*** Extracted records

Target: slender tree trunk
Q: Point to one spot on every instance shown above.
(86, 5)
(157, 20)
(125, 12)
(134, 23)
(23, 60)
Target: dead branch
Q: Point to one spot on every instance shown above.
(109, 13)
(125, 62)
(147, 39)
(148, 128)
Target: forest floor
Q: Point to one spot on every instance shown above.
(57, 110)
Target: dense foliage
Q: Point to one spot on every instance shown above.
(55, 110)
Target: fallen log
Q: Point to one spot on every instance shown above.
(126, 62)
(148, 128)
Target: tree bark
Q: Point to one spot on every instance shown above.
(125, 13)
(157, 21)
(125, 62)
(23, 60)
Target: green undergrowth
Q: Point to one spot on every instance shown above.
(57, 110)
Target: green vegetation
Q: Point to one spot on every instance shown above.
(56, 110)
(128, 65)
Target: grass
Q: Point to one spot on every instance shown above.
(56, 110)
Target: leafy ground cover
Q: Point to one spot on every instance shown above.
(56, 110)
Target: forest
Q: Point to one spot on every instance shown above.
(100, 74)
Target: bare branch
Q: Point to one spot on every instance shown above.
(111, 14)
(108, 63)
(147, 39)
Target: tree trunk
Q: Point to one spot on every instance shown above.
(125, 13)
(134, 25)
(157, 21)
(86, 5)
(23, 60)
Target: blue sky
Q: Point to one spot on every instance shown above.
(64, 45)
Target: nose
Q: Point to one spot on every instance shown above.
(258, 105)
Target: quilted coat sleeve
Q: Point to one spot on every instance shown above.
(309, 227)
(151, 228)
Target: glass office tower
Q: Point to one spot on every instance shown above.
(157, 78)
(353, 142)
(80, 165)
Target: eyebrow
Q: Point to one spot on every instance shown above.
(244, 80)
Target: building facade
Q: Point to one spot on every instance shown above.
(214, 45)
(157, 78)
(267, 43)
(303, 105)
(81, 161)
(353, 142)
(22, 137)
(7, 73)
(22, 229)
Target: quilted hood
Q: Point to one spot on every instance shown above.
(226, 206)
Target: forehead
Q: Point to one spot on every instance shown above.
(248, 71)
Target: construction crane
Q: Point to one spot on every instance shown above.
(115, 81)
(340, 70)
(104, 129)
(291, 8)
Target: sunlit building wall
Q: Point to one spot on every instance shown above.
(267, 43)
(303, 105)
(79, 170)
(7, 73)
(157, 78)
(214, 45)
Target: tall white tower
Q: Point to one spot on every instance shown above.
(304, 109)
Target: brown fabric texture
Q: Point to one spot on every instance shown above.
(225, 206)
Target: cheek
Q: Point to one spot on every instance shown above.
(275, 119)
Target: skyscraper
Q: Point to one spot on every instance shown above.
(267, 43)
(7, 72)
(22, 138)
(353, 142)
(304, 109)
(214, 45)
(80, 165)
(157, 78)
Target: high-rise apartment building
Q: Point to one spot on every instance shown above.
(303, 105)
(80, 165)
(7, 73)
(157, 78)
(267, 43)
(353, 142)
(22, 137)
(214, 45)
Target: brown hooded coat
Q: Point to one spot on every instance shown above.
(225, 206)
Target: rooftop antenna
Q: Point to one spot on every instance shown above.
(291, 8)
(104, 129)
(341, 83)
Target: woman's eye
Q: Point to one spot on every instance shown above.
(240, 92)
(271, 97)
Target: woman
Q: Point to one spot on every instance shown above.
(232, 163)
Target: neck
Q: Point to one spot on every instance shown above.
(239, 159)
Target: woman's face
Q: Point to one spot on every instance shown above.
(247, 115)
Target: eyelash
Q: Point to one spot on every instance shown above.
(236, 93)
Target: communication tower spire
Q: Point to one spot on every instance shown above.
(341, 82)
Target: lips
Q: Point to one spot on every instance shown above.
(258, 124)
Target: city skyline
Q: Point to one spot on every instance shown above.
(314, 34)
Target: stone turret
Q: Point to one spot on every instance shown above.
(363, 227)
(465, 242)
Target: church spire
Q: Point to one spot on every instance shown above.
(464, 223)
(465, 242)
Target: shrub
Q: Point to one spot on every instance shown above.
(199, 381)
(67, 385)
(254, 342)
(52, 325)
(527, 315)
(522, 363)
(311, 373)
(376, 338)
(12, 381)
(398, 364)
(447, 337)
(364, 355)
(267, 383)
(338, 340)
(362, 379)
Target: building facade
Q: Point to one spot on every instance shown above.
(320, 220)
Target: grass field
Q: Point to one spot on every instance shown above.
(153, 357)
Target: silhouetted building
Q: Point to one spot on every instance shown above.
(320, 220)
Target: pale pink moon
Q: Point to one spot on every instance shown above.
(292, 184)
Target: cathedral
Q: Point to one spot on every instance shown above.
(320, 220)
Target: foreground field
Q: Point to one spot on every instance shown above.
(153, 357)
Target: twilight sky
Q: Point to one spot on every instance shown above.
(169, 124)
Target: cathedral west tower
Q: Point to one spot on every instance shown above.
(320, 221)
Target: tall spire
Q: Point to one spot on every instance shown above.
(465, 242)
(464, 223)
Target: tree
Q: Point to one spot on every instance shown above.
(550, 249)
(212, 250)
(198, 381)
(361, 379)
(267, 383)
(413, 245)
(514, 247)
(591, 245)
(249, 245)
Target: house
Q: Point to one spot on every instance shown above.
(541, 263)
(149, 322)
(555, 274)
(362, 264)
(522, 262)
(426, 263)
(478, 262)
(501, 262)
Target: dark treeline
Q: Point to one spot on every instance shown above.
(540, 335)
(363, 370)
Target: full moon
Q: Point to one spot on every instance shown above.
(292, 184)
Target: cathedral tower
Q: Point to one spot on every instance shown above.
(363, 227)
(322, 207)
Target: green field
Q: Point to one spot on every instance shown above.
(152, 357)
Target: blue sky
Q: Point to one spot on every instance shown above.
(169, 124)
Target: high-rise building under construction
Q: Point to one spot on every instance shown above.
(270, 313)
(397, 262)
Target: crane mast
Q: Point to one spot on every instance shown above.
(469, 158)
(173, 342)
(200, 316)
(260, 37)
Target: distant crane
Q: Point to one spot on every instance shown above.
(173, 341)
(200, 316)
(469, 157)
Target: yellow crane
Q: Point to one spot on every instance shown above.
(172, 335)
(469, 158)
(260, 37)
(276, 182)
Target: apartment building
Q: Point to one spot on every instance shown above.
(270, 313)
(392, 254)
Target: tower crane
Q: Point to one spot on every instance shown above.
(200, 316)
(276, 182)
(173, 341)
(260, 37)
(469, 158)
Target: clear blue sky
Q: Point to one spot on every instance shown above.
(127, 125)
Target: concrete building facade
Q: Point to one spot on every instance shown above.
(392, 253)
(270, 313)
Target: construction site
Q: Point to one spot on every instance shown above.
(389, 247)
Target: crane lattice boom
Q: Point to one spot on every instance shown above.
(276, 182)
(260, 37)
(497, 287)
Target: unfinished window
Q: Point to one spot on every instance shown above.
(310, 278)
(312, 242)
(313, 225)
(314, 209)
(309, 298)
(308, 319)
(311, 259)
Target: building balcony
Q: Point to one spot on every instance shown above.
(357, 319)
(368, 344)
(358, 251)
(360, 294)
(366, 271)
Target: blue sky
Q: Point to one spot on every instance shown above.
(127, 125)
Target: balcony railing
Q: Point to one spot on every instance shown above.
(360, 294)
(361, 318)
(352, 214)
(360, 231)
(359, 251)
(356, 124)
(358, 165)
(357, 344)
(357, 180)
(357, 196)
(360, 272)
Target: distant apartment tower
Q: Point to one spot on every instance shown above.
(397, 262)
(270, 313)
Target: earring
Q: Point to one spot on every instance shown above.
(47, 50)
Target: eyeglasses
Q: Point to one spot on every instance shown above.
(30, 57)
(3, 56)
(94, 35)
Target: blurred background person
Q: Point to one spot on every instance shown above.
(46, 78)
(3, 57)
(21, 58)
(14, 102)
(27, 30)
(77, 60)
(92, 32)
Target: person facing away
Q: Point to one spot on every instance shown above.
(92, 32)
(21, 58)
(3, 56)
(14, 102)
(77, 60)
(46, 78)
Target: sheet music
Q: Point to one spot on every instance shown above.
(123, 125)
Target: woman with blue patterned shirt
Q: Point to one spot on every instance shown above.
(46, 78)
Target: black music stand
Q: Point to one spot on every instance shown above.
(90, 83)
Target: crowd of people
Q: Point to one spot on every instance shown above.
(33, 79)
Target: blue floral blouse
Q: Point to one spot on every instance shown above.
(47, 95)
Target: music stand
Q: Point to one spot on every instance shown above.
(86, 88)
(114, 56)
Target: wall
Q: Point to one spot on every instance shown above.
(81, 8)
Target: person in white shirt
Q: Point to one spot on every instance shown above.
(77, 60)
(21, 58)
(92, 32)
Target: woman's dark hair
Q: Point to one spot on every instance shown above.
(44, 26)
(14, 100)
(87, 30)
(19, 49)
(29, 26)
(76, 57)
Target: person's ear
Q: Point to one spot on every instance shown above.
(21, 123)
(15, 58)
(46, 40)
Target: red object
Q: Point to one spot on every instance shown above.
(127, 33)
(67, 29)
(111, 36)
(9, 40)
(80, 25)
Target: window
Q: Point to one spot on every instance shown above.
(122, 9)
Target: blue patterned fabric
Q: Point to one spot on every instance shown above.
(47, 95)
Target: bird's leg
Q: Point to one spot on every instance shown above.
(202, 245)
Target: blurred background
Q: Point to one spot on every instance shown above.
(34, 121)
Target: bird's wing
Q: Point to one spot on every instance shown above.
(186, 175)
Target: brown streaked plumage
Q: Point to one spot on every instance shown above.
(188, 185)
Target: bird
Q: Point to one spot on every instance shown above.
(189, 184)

******

Task statement: Out of the entries above, write out only the lines between the line holding "Target: quilted hood" and the line holding "Target: sunlit building wall", inclusive, each exactly as given.

Solution for this exercise:
Target: quilted hood
Q: Point to one spot on every instance shown above.
(226, 206)
Target: forehead
Q: Point to one spot on every instance shown above.
(248, 71)
Target: construction crane
Q: Point to one spot on every instance shown above.
(115, 81)
(340, 70)
(104, 129)
(291, 8)
Target: sunlit building wall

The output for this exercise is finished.